======== Raw records
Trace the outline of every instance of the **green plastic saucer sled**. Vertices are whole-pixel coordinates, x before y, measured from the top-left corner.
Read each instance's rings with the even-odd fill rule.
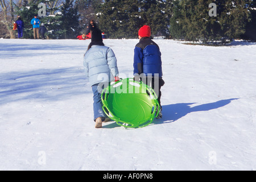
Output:
[[[106,114],[125,127],[147,126],[159,113],[159,104],[153,89],[131,78],[110,84],[104,89],[101,100]]]

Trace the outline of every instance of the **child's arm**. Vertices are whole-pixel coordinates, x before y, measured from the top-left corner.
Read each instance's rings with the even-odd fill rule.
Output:
[[[135,47],[133,62],[133,74],[140,75],[143,73],[143,53],[141,48]]]
[[[108,65],[109,65],[110,73],[114,77],[118,76],[119,72],[117,68],[117,58],[111,48],[108,49]]]

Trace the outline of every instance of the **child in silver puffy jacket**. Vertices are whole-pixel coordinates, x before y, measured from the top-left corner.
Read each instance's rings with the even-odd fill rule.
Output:
[[[91,43],[84,56],[84,66],[93,93],[95,127],[100,128],[102,122],[110,121],[102,109],[102,90],[109,82],[119,78],[115,54],[110,48],[104,46],[101,31],[98,29],[92,32]]]

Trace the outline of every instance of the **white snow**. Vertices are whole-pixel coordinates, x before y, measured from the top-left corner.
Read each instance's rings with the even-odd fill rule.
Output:
[[[255,170],[255,43],[157,39],[163,117],[94,129],[90,40],[0,40],[0,170]],[[137,40],[104,40],[122,77]]]

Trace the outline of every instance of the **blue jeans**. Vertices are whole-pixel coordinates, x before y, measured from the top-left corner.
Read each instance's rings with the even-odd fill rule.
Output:
[[[100,92],[98,91],[98,84],[92,86],[93,93],[93,114],[94,121],[98,117],[104,117],[104,118],[102,118],[102,120],[105,120],[105,118],[107,117],[102,109],[102,102],[101,102],[101,90],[99,90]],[[102,91],[101,88],[100,90]]]

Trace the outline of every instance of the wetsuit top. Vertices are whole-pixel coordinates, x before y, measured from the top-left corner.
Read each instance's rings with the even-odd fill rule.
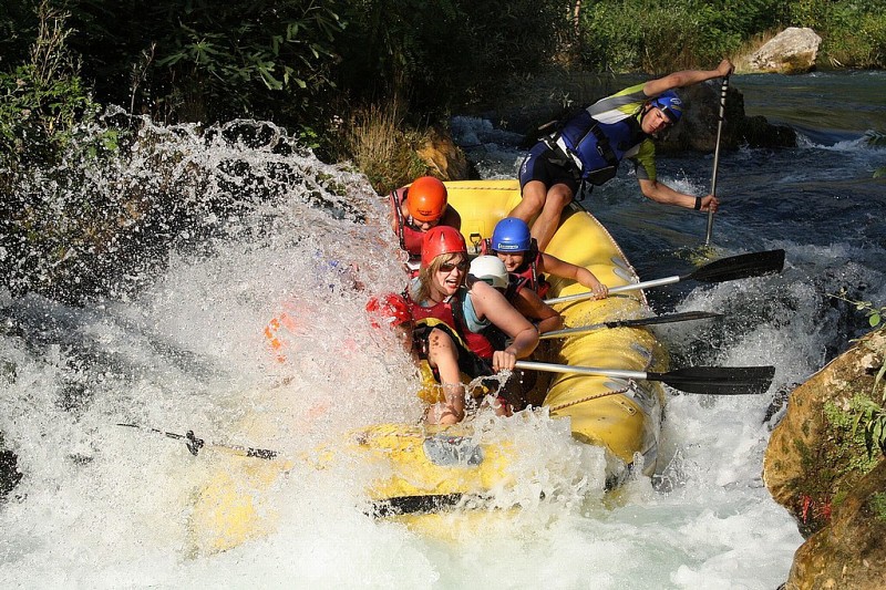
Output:
[[[640,127],[643,104],[655,96],[643,93],[645,83],[600,99],[577,116],[567,121],[563,130],[550,138],[579,166],[581,178],[602,184],[615,176],[615,168],[624,158],[635,162],[637,178],[656,179],[656,147]],[[610,168],[601,182],[594,173]]]
[[[434,318],[451,327],[465,341],[467,348],[481,359],[492,359],[493,348],[490,340],[480,333],[481,330],[491,325],[488,319],[481,321],[471,301],[471,292],[465,288],[445,301],[441,301],[431,307],[426,302],[415,301],[415,293],[419,290],[419,279],[412,279],[409,288],[409,303],[414,321],[426,318]]]
[[[409,252],[410,263],[421,262],[422,258],[422,239],[424,234],[418,229],[412,228],[403,218],[403,201],[406,200],[408,188],[398,188],[391,192],[391,207],[394,210],[394,218],[396,219],[396,237],[400,239],[400,247]],[[410,265],[411,266],[411,265]]]

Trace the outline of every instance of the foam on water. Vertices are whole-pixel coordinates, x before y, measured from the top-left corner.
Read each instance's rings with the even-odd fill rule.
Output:
[[[271,141],[153,133],[125,166],[93,175],[109,187],[132,177],[205,180],[183,193],[206,206],[193,226],[169,224],[179,247],[153,284],[84,308],[2,296],[0,355],[14,375],[4,370],[0,431],[24,476],[0,507],[0,586],[771,589],[785,579],[802,538],[761,482],[767,411],[776,390],[833,352],[824,334],[848,330],[823,293],[862,277],[884,283],[847,262],[864,259],[858,246],[765,236],[765,247],[791,252],[783,276],[673,297],[680,311],[727,312],[719,323],[662,329],[677,363],[777,372],[766,395],[671,392],[651,480],[605,494],[609,459],[573,441],[565,422],[481,414],[484,442],[521,449],[511,484],[481,510],[408,526],[367,516],[363,490],[378,467],[346,460],[317,470],[305,460],[352,428],[421,418],[414,365],[364,311],[368,297],[402,287],[384,199],[347,168],[284,154]],[[165,168],[158,154],[177,155]],[[705,186],[673,177],[696,193]],[[595,198],[610,219],[633,207]],[[656,219],[661,231],[671,213]],[[624,227],[638,227],[624,215]],[[733,213],[718,231],[735,244],[754,222]],[[296,321],[278,363],[264,329],[281,311]],[[274,527],[195,555],[195,490],[236,470],[224,451],[193,456],[150,427],[292,459],[261,491]]]

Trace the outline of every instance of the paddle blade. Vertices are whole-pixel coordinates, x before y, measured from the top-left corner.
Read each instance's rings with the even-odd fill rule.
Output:
[[[657,315],[655,318],[642,318],[638,320],[617,320],[606,322],[607,328],[636,328],[639,325],[657,325],[661,323],[688,322],[693,320],[710,320],[712,318],[722,318],[722,313],[714,313],[712,311],[683,311],[680,313],[668,313],[666,315]]]
[[[734,281],[777,273],[783,268],[784,250],[767,250],[765,252],[750,252],[714,260],[694,272],[681,277],[681,279],[702,282]]]
[[[648,373],[674,390],[709,395],[756,395],[765,393],[775,376],[774,366],[688,366],[667,373]]]

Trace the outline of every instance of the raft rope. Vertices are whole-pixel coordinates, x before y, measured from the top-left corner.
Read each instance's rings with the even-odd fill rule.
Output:
[[[562,404],[549,405],[547,407],[548,407],[549,412],[557,412],[558,410],[565,410],[565,408],[571,407],[574,405],[584,404],[585,402],[590,402],[593,400],[599,400],[600,397],[608,397],[610,395],[620,395],[620,394],[624,394],[624,393],[628,393],[628,390],[630,390],[630,387],[631,387],[631,385],[628,385],[628,386],[626,386],[626,387],[624,387],[621,390],[612,390],[612,391],[607,391],[607,392],[602,392],[602,393],[595,393],[594,395],[587,395],[585,397],[579,397],[578,400],[573,400],[571,402],[564,402]]]

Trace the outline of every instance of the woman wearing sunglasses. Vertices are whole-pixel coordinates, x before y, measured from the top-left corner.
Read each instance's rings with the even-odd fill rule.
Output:
[[[474,379],[513,371],[517,359],[538,344],[538,331],[502,293],[467,277],[467,247],[455,228],[439,226],[425,234],[421,270],[408,291],[419,355],[443,391],[443,401],[427,413],[430,423],[454,424],[464,417],[462,373]],[[502,330],[511,343],[496,350],[481,333],[488,325]]]
[[[460,229],[462,218],[449,206],[446,186],[433,176],[416,178],[411,185],[391,192],[391,229],[400,247],[409,252],[410,276],[419,273],[422,239],[433,227],[449,226]]]

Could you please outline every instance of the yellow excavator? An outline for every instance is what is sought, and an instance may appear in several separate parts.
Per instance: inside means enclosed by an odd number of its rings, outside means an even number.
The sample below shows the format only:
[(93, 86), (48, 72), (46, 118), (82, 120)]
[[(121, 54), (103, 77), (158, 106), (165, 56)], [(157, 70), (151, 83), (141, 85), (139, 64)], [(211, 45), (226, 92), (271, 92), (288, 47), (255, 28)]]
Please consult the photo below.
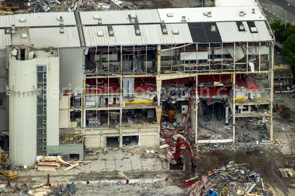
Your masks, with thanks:
[(2, 175), (0, 175), (0, 177), (9, 176), (10, 179), (15, 178), (18, 175), (18, 172), (9, 169), (9, 164), (5, 158), (4, 151), (1, 147), (0, 151), (0, 161), (1, 162), (0, 163), (0, 173)]

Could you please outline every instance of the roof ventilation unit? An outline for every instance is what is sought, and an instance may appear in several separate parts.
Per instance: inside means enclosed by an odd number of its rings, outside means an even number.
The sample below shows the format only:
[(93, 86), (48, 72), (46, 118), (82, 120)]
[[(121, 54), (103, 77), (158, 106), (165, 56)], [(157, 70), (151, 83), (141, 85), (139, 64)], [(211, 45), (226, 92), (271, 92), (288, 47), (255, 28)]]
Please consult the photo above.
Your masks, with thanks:
[(108, 30), (109, 31), (109, 35), (110, 36), (114, 36), (114, 30), (112, 25), (109, 24), (108, 25)]
[(215, 31), (216, 30), (216, 27), (215, 25), (212, 25), (211, 26), (211, 31)]
[(63, 27), (60, 27), (59, 28), (59, 32), (60, 33), (65, 33), (65, 29)]
[(15, 33), (15, 25), (11, 25), (11, 33), (13, 34)]
[(102, 37), (104, 36), (104, 33), (102, 31), (98, 31), (97, 36), (99, 37)]
[(172, 29), (172, 34), (173, 35), (179, 35), (179, 32), (178, 31), (178, 29)]
[(163, 27), (162, 29), (162, 32), (163, 34), (168, 34), (168, 32), (167, 31), (167, 28), (166, 27)]

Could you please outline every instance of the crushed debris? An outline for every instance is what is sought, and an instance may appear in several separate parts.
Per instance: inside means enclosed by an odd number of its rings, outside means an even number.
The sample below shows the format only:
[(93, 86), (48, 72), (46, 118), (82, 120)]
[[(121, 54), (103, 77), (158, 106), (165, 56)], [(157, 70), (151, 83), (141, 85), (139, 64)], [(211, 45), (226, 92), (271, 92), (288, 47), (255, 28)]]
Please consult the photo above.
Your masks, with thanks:
[(61, 144), (82, 144), (82, 135), (80, 134), (70, 135), (66, 133), (60, 134), (59, 142)]
[(186, 195), (273, 195), (258, 171), (248, 169), (246, 165), (249, 165), (231, 161), (208, 171), (200, 179), (185, 180), (179, 186), (186, 189)]

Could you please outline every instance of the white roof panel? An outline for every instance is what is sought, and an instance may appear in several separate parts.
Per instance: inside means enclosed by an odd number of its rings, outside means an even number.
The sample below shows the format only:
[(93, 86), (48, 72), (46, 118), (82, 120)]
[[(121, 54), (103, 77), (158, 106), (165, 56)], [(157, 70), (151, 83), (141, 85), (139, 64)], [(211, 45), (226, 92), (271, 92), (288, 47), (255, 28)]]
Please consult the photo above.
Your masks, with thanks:
[(242, 22), (245, 31), (239, 31), (235, 22), (217, 22), (222, 41), (224, 42), (260, 41), (272, 40), (264, 21), (255, 21), (257, 33), (251, 33), (246, 22)]
[[(168, 34), (163, 34), (160, 24), (139, 25), (141, 35), (136, 36), (133, 25), (114, 25), (114, 36), (109, 35), (106, 26), (83, 27), (86, 46), (124, 46), (169, 44), (192, 43), (187, 24), (166, 24)], [(172, 29), (177, 29), (179, 34), (173, 34)], [(98, 31), (104, 36), (99, 36)]]
[(94, 16), (101, 19), (102, 24), (130, 24), (128, 15), (135, 14), (139, 23), (155, 23), (161, 22), (156, 9), (133, 9), (109, 10), (79, 12), (82, 24), (97, 24), (97, 20)]
[(6, 46), (11, 45), (10, 34), (6, 34), (4, 29), (0, 29), (0, 49), (5, 49)]
[[(255, 9), (255, 14), (252, 14), (252, 8)], [(239, 15), (240, 11), (246, 12), (243, 16)], [(211, 12), (212, 16), (204, 16), (204, 12)], [(187, 22), (215, 22), (246, 21), (266, 20), (258, 6), (236, 7), (185, 8), (158, 9), (161, 20), (166, 23), (181, 22), (181, 17), (185, 16)], [(171, 13), (172, 17), (167, 14)]]
[(255, 0), (215, 0), (216, 7), (232, 6), (258, 6), (258, 4)]
[[(60, 21), (57, 17), (61, 16), (64, 25), (77, 24), (73, 12), (40, 12), (0, 16), (0, 27), (9, 27), (12, 24), (17, 27), (58, 26)], [(21, 18), (25, 19), (26, 21), (20, 22)]]
[(58, 27), (29, 28), (30, 43), (36, 48), (81, 46), (77, 27), (65, 27), (64, 33), (60, 33)]

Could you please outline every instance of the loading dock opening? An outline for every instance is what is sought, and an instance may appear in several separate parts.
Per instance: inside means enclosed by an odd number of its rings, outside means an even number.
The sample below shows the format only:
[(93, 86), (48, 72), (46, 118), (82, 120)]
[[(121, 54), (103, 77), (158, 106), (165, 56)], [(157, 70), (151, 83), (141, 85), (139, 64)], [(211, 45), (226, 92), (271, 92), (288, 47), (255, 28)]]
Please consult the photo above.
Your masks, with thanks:
[(106, 145), (111, 148), (118, 147), (119, 145), (119, 137), (107, 137)]

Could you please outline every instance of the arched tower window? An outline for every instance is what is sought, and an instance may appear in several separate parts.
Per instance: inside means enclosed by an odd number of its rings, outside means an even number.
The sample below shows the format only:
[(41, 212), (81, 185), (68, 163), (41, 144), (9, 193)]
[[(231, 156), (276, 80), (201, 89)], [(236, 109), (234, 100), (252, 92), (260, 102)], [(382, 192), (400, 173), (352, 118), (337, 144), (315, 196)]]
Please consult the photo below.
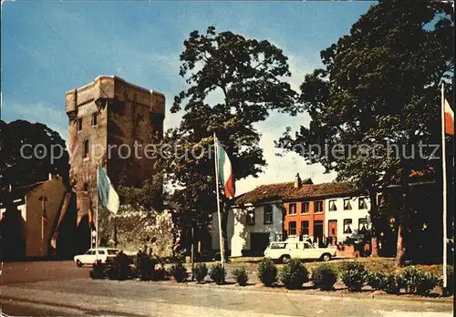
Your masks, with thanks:
[(90, 155), (90, 142), (88, 141), (88, 138), (86, 138), (83, 144), (82, 158), (88, 158), (89, 155)]

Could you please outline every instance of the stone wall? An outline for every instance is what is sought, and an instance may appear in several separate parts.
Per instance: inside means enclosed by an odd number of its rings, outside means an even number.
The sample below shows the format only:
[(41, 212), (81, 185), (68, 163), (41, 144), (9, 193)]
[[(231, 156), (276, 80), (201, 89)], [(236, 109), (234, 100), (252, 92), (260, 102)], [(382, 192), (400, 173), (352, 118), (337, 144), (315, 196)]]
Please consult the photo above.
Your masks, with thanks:
[(130, 211), (111, 216), (106, 235), (110, 245), (114, 239), (114, 221), (117, 248), (127, 254), (136, 254), (139, 250), (147, 248), (147, 251), (151, 249), (152, 254), (159, 257), (172, 255), (175, 228), (171, 211)]

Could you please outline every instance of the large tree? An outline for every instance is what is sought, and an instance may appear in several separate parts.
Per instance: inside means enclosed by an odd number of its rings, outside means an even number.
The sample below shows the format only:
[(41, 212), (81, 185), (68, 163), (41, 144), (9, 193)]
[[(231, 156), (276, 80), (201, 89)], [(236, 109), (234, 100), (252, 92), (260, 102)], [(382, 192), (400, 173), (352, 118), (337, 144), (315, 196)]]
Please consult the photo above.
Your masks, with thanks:
[[(402, 184), (399, 264), (405, 259), (402, 238), (411, 214), (410, 172), (430, 166), (438, 170), (440, 163), (422, 159), (418, 145), (440, 140), (439, 83), (453, 77), (452, 26), (449, 4), (384, 0), (372, 5), (349, 35), (321, 52), (325, 68), (306, 76), (299, 101), (312, 118), (310, 126), (295, 136), (288, 129), (278, 142), (337, 171), (339, 179), (357, 182), (370, 197), (374, 228), (377, 193), (391, 183)], [(399, 148), (388, 147), (393, 143)], [(334, 150), (316, 156), (299, 145)], [(397, 148), (407, 148), (407, 155), (397, 155)], [(422, 149), (421, 157), (430, 151)], [(375, 231), (373, 236), (376, 255)]]
[[(230, 157), (235, 180), (257, 177), (266, 162), (254, 124), (265, 120), (273, 109), (294, 112), (295, 93), (284, 80), (291, 75), (287, 57), (267, 40), (216, 33), (209, 26), (205, 34), (190, 34), (181, 61), (180, 75), (189, 87), (175, 97), (171, 112), (183, 109), (184, 115), (180, 127), (169, 131), (163, 141), (181, 148), (181, 154), (172, 155), (167, 171), (180, 187), (174, 199), (187, 211), (184, 218), (207, 222), (217, 210), (213, 153), (208, 153), (212, 133)], [(194, 148), (197, 155), (184, 156), (184, 148)], [(222, 201), (225, 250), (231, 202)]]
[(1, 190), (9, 185), (46, 180), (49, 173), (60, 175), (68, 184), (68, 153), (60, 135), (42, 123), (0, 120)]

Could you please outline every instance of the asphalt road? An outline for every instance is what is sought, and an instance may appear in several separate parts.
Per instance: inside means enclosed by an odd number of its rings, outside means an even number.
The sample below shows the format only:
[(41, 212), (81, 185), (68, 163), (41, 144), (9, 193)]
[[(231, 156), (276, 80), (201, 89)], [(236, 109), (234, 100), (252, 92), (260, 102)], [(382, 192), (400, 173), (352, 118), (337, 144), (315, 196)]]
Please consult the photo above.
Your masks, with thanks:
[[(53, 269), (55, 268), (55, 269)], [(452, 304), (265, 291), (260, 285), (93, 281), (72, 262), (4, 266), (1, 307), (8, 315), (427, 316), (452, 315)]]

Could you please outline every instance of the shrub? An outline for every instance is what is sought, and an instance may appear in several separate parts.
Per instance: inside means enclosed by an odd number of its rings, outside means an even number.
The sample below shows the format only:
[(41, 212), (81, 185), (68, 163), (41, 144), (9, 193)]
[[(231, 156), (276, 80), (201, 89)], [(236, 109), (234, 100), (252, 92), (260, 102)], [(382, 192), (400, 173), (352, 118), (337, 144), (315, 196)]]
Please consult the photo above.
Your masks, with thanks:
[(162, 266), (153, 270), (152, 273), (153, 281), (164, 281), (166, 280), (166, 270)]
[(280, 271), (280, 281), (288, 290), (296, 290), (309, 281), (309, 271), (297, 259), (292, 259)]
[(106, 264), (102, 263), (101, 260), (97, 261), (88, 275), (92, 279), (104, 279), (106, 277)]
[(337, 271), (327, 264), (320, 265), (312, 271), (312, 282), (317, 289), (329, 291), (337, 281)]
[(181, 283), (187, 281), (187, 269), (185, 269), (182, 263), (173, 264), (170, 270), (170, 273), (177, 282)]
[(258, 264), (258, 278), (265, 286), (272, 286), (277, 281), (277, 268), (271, 259), (264, 258)]
[(222, 264), (217, 263), (211, 268), (209, 276), (216, 284), (221, 285), (225, 281), (226, 271)]
[(204, 281), (204, 278), (206, 277), (207, 273), (208, 273), (207, 266), (204, 263), (198, 263), (193, 268), (192, 274), (197, 282), (202, 282), (202, 281)]
[(123, 253), (119, 252), (118, 255), (110, 261), (110, 265), (106, 271), (106, 273), (109, 280), (127, 280), (131, 276), (131, 259)]
[(437, 286), (438, 279), (430, 273), (409, 268), (403, 273), (406, 291), (411, 294), (427, 296)]
[(234, 275), (236, 282), (239, 284), (239, 286), (247, 285), (247, 281), (249, 281), (249, 276), (244, 267), (242, 267), (241, 269), (238, 270), (234, 270), (233, 271), (233, 275)]
[(341, 266), (341, 277), (348, 291), (359, 291), (367, 281), (368, 272), (361, 263), (345, 262)]
[(379, 277), (380, 290), (385, 291), (389, 294), (400, 293), (400, 289), (403, 288), (404, 282), (401, 275), (397, 273), (381, 273)]
[(385, 275), (385, 273), (383, 272), (368, 273), (368, 275), (366, 276), (368, 285), (370, 286), (373, 290), (381, 290), (384, 279), (383, 275)]

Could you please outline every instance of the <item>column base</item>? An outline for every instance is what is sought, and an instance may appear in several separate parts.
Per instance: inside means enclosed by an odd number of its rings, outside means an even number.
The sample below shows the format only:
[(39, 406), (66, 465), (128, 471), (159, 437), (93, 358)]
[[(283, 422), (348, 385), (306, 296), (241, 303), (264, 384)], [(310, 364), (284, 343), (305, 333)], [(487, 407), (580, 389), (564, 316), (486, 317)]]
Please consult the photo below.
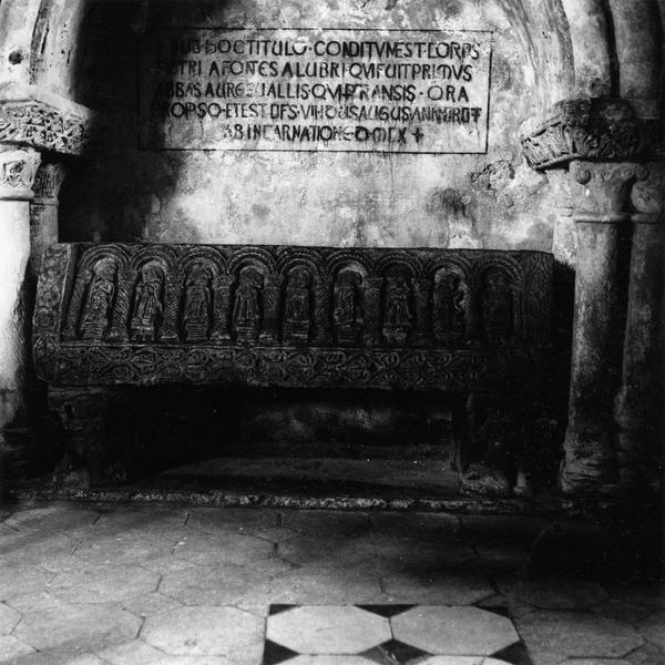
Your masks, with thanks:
================
§ **Written instruction**
Could you copy out, unchanged, the records from the line with "Could you please outline every instance of the yellow" up to and including the line with "28), (166, 27)]", leaving the pictures out?

§ **Response to the exercise**
Could you please outline every instance of the yellow excavator? An outline for every instance is what is sought, and an instance may appear in several separate parts.
Per instance: inside means enclosed by an odd number of its rings, outside means an even number.
The sample below shows the format only:
[(93, 86), (48, 72), (46, 118), (82, 120)]
[[(121, 54), (103, 77), (158, 106), (165, 56)], [(157, 70), (151, 83), (141, 85), (139, 64)], [(211, 45), (226, 92), (271, 92), (288, 47), (255, 28)]]
Please consult the photo below.
Your masks, with thanks:
[(2, 175), (0, 175), (0, 177), (9, 176), (10, 179), (15, 178), (18, 175), (18, 172), (9, 169), (9, 164), (5, 158), (4, 151), (1, 147), (0, 151), (0, 161), (1, 162), (0, 163), (0, 173)]

Could you please outline every instance of the roof ventilation unit? An outline for every instance is what is sought, and an instance may appear in several separate parts.
Per instance: inside means enclosed by an odd number of its rings, outside means an even number.
The sample below shows the format only:
[(93, 86), (48, 72), (46, 118), (82, 120)]
[[(121, 54), (103, 77), (158, 106), (165, 56)], [(157, 70), (151, 83), (141, 85), (139, 64)], [(211, 45), (226, 92), (271, 92), (288, 47), (255, 28)]]
Please consult the photo above.
Your masks, with thanks:
[(108, 30), (109, 31), (109, 35), (110, 36), (114, 36), (114, 30), (112, 25), (109, 24), (108, 25)]
[(215, 31), (216, 30), (216, 27), (215, 25), (212, 25), (211, 26), (211, 31)]
[(63, 27), (60, 27), (59, 28), (59, 32), (60, 33), (65, 33), (65, 29)]
[(15, 33), (15, 25), (11, 25), (11, 33), (13, 34)]
[(102, 37), (104, 36), (104, 33), (102, 31), (98, 31), (97, 36), (99, 37)]
[(172, 29), (172, 34), (173, 35), (179, 35), (179, 32), (178, 31), (178, 29)]
[(163, 27), (162, 29), (162, 32), (163, 34), (168, 34), (168, 32), (167, 31), (167, 28), (166, 27)]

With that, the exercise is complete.